Convert the items below into a JSON list of strings, with one string for each line and blank lines left out.

◇ ◇ ◇

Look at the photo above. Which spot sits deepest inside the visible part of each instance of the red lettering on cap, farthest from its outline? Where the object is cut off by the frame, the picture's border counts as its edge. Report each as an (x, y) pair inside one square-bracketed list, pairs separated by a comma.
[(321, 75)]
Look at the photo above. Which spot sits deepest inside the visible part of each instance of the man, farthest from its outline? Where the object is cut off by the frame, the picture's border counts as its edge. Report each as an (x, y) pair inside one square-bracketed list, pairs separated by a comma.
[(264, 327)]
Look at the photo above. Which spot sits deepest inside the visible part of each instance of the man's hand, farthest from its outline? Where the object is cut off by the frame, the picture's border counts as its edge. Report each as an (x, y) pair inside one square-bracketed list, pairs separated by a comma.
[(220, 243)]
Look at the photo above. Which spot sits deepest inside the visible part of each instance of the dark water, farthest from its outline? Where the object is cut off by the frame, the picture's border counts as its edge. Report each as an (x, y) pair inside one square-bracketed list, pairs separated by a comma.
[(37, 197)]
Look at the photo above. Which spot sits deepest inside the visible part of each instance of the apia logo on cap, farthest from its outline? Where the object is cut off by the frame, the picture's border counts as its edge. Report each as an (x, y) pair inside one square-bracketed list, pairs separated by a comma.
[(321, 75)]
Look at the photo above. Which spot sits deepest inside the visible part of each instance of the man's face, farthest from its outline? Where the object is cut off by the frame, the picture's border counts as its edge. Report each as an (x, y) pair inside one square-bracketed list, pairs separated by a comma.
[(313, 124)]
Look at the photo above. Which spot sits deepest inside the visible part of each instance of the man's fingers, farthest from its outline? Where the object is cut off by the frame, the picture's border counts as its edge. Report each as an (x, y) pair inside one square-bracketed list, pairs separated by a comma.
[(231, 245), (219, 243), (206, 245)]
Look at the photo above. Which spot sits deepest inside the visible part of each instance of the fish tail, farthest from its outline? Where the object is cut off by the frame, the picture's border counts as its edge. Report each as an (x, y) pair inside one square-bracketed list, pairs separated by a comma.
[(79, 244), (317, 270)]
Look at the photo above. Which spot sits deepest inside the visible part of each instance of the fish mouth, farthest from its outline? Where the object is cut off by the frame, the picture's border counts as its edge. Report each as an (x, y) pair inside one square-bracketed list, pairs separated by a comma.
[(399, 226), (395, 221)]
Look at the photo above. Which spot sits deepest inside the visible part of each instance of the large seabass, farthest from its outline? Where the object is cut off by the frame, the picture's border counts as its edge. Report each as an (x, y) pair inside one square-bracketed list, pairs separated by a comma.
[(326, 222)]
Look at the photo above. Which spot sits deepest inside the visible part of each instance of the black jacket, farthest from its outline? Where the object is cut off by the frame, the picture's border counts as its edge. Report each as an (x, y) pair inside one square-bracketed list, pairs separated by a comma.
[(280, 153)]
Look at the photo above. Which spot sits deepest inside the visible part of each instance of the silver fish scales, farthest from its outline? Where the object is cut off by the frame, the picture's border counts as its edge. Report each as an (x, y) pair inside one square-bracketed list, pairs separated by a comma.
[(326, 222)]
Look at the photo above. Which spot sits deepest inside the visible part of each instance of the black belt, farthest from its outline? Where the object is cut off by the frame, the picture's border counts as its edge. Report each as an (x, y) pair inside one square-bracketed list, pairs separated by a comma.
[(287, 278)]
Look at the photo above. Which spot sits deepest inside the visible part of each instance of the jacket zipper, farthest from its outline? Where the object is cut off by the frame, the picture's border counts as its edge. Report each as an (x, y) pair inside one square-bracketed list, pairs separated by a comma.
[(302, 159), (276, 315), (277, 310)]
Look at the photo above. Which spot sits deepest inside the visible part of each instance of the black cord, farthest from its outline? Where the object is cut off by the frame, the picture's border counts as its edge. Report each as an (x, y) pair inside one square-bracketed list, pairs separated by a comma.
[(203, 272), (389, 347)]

◇ ◇ ◇

# Answer
[
  "Look at the photo above. Which spot sits deepest inside the visible part of each instance of the red lettering on cap, farthest from its outline? Where the object is cut off by the frame, the picture's border counts as its edge. Report each as an (x, y) pair inside one square-bracketed list, pairs separated by a comma.",
  "[(321, 75)]",
  "Look at the photo above. Which spot sits deepest inside the visible part of each instance of the man, farthest from its outline? Where the object is cut off by the frame, the picture's border counts as its edge. Report each as an (x, y) pair inside one square-bracketed list, pairs separated by a comma.",
  "[(264, 327)]",
  "Look at the photo above. Which spot sits deepest inside the visible part of each instance of the man's hand, farthest from its outline? Where the object is cut off by the frame, the picture's border counts as its edge. Report each as an (x, y) pair inside one square-bracketed list, pairs separated by a comma.",
  "[(220, 243)]",
  "Look at the photo above. Which spot sits deepest inside the visible part of each instance of the dark water, farthest from its outline? Where the object is cut off by the frame, the picture's border counts as its edge. Report each as an (x, y) pair inside one square-bracketed list, pairs separated by a comma.",
  "[(37, 197)]",
  "Look at the photo above. Which spot sits deepest inside the visible part of each instance of the apia logo on cap, farthest from its outline? Where the object is cut off by the frame, the picture's border counts as its edge. Report each as an (x, y) pair inside one square-bracketed list, pairs separated by a comma.",
  "[(321, 75)]",
  "Look at the photo above. Which spot sits deepest inside the visible part of each instance of the man's face, farthest from its outline? Where the object is cut off by the frame, the picture's border counts as its edge. Report each as an (x, y) pair inside one square-bracketed list, pairs separated by a comma.",
  "[(313, 124)]",
  "Look at the photo above. Which spot sits deepest inside the visible part of each instance of the man's fingers, farthest from its outline? Where the object is cut off by the frame, the picture's border counts as its edge. Report each as an (x, y) pair inside one square-bracketed list, pairs separated by a comma.",
  "[(231, 245), (219, 243), (206, 245)]",
  "Look at the photo above. Which spot sits deepest inside the visible part of each instance of the fish tail, farthest from its outline? Where the object is cut off by the frame, the picture's border counts as its edge. Report each as an (x, y) pair inside one square-bracketed list, pairs separated by a comma.",
  "[(79, 244), (317, 270)]",
  "Look at the photo above. Which spot sits deepest inside the visible part of each instance of the fish mouth, farthest from its outline? Where the object is cut off by the frame, the picture's border counts as its edge. Report each as an (x, y) pair inside one square-bracketed list, pairs separated by a comma.",
  "[(399, 226), (395, 221)]",
  "Look at the photo above. Which spot sits deepest inside the visible part of each instance of the large seabass, farthest from its outline? Where the object is cut off by the frame, the picture's border counts as its edge. Report each as an (x, y) pair inside one square-bracketed list, pairs separated by a comma.",
  "[(326, 222)]",
  "Look at the photo above. Which spot sits deepest inside the visible part of each instance of the black jacket, farthest from its outline? Where the object is cut off by the frame, the picture's border counts as its edge. Report each as an (x, y) pair inside one square-bracketed list, pairs separated by a comma.",
  "[(280, 153)]",
  "Look at the photo above. Which spot sits deepest inside the visible part of each instance of the silver fish scales, farthest from its outline? Where the object is cut off by the frame, the picture's border counts as its edge. Report each as an (x, y) pair inside one square-bracketed list, pairs separated by a comma.",
  "[(326, 222)]",
  "Look at the photo above. Which spot sits deepest inside the visible part of each instance of the black belt, farthest from its outline? Where the object is cut off by the frame, the picture's border counts as its edge. Report each as an (x, y) pair inside one square-bracketed list, pairs separated by a comma.",
  "[(287, 278)]",
  "Look at the photo above. Which spot sits deepest inside the visible part of each instance of the jacket zipper, farthest from its outline? Where the object is cut off by the frame, the picture's border counts as its edge. Report each as an (x, y) pair inside one square-bracketed list, pairs separated by a comma.",
  "[(302, 159), (276, 315), (277, 310)]",
  "Look at the photo above. Which spot sits deepest inside the visible part of each instance of the black cord, farthest from its outline? Where the object is cut off by the frame, the picture's border counts as its edge. Report each as an (x, y) pair inside one square-bracketed list, pairs separated by a comma.",
  "[(203, 272), (389, 347)]"
]